##### SOURCE DOCUMENT #####
Re: Is memory-only no-disk Spark possible?

2021-08-20 Thread Bobby Evans
Yes, this is very much "use at your own risk".  That said at Yahoo we did
something very similar to this on all of the YARN nodes and saw a decent
performance uplift.  This was even with HDFS running on the same nodes. I
think we just changed the time to flush to 30 mins, but it was a long time
ago so the details are a bit fuzzy. Spark will guarantee that the data has
been handed off to the OS. The OS should not lose the data unless there is
a bug in the OS or the entire node crashes.  If the node crashes all the
containers will go down with it.  YARN has no way to recover a crashed
container, it just reruns it from the beginning, so it does not matter if
the data is lost when it crashes.
#####
Can you reproduce the forum post about memory-only Spark word for word? The records that follow have nothing to do with the forum post.
##### PROVIDED MATERIAL #####
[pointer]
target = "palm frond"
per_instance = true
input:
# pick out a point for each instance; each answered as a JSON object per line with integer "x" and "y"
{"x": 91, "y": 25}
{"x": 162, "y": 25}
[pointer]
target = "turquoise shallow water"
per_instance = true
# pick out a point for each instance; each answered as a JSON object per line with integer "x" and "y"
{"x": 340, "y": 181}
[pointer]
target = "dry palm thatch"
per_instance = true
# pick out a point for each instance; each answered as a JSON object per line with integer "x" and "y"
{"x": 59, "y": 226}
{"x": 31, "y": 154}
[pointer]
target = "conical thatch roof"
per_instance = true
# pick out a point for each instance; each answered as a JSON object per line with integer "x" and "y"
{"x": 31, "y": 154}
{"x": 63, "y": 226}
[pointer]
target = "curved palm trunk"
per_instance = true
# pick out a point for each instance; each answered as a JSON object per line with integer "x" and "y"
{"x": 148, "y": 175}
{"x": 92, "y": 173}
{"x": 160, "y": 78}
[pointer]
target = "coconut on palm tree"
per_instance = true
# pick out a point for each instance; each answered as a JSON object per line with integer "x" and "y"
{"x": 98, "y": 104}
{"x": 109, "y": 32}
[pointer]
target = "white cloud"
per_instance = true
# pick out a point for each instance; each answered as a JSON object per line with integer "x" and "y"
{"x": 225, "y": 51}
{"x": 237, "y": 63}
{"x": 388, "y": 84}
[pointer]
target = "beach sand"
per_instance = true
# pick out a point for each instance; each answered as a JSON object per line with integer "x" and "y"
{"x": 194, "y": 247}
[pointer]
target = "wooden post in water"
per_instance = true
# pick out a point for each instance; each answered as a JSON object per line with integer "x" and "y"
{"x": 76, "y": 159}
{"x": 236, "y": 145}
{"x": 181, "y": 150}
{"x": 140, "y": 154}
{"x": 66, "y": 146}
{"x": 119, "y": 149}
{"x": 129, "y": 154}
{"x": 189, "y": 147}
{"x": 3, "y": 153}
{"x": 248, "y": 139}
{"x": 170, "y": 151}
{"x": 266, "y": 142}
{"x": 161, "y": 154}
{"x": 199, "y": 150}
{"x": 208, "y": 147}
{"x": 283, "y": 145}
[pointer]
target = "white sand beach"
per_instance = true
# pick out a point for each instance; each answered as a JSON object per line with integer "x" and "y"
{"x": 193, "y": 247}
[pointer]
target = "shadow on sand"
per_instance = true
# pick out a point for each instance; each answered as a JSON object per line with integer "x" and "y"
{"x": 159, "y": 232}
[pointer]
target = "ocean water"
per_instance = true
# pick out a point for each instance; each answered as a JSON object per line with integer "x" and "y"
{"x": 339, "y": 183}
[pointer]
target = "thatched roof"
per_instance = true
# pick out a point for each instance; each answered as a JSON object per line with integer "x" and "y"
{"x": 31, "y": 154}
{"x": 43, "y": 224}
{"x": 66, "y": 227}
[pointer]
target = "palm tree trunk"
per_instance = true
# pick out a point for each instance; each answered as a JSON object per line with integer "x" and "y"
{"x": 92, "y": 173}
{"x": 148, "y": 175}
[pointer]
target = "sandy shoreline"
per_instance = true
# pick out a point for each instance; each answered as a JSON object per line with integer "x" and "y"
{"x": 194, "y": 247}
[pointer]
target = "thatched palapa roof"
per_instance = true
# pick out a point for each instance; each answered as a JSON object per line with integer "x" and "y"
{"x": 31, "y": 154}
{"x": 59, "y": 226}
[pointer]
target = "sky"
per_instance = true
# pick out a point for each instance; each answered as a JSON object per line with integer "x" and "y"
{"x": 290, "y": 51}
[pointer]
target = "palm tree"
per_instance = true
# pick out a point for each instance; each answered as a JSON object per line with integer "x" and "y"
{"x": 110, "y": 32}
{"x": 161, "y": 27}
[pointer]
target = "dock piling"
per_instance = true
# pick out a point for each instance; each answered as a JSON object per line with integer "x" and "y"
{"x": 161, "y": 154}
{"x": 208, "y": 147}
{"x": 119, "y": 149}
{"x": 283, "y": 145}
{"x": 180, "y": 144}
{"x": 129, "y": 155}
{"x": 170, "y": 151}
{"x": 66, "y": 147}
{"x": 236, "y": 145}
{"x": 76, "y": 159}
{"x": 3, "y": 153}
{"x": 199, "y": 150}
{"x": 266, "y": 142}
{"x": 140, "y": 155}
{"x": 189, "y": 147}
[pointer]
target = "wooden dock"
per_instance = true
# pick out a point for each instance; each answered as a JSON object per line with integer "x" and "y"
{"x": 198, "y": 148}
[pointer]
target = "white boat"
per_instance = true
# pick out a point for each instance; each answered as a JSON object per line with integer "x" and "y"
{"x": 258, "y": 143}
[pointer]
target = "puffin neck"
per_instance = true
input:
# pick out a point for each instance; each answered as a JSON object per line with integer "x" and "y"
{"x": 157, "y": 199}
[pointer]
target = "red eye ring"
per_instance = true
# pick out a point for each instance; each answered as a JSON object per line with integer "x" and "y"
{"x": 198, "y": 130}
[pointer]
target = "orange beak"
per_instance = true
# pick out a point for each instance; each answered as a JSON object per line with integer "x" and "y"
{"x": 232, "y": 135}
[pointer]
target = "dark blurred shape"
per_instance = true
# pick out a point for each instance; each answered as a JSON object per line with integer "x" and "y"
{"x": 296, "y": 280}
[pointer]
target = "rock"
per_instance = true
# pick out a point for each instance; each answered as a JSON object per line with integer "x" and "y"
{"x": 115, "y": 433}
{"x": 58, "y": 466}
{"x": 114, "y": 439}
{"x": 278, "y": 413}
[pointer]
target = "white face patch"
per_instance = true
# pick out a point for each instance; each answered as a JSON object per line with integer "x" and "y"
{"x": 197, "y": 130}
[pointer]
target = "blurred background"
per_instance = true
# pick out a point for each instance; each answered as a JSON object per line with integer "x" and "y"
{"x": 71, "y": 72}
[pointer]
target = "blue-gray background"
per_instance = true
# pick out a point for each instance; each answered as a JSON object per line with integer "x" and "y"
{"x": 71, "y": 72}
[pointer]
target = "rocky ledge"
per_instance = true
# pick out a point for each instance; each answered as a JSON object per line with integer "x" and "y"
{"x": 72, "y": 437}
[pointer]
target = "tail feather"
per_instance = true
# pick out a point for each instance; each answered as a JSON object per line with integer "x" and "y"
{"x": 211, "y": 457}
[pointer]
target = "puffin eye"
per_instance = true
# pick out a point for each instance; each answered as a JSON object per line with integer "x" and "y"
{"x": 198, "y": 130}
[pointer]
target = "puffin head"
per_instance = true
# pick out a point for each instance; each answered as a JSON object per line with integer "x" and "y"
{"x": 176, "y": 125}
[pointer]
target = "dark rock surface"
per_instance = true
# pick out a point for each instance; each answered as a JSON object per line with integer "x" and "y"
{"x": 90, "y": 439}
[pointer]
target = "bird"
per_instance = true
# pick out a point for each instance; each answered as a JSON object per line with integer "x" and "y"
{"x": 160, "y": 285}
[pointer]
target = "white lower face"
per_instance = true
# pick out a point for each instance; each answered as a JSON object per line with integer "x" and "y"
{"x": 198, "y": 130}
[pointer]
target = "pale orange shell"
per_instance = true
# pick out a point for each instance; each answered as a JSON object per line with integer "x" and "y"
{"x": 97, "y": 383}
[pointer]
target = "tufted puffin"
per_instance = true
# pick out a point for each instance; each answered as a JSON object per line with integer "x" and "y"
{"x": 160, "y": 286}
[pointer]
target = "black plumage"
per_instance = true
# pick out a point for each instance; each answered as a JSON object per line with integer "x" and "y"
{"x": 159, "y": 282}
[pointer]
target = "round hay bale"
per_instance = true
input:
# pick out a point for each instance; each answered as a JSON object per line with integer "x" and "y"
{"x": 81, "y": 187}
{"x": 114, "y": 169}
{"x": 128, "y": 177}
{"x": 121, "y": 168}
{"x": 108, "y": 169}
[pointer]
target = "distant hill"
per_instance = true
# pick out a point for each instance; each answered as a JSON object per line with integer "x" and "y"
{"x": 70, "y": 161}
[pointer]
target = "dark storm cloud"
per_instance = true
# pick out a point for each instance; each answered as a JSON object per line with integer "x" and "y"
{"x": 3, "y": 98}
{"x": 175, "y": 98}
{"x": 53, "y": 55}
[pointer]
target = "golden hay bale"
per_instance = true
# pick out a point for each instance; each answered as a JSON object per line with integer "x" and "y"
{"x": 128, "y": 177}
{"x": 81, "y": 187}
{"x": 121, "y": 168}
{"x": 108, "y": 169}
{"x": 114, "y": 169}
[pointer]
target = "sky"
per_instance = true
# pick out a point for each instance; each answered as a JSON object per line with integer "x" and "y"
#####
■ **ANSWER TO THIS EXERCISE**
Re: Is memory-only no-disk Spark possible?

2021-08-20 Thread Bobby Evans
Yes, this is very much "use at your own risk".  That said at Yahoo we did
something very similar to this on all of the YARN nodes and saw a decent
performance uplift.  This was even with HDFS running on the same nodes. I
think we just changed the time to flush to 30 mins, but it was a long time
ago so the details are a bit fuzzy. Spark will guarantee that the data has
been handed off to the OS. The OS should not lose the data unless there is
a bug in the OS or the entire node crashes.  If the node crashes all the
containers will go down with it.  YARN has no way to recover a crashed
container, it just reruns it from the beginning, so it does not matter if
the data is lost when it crashes.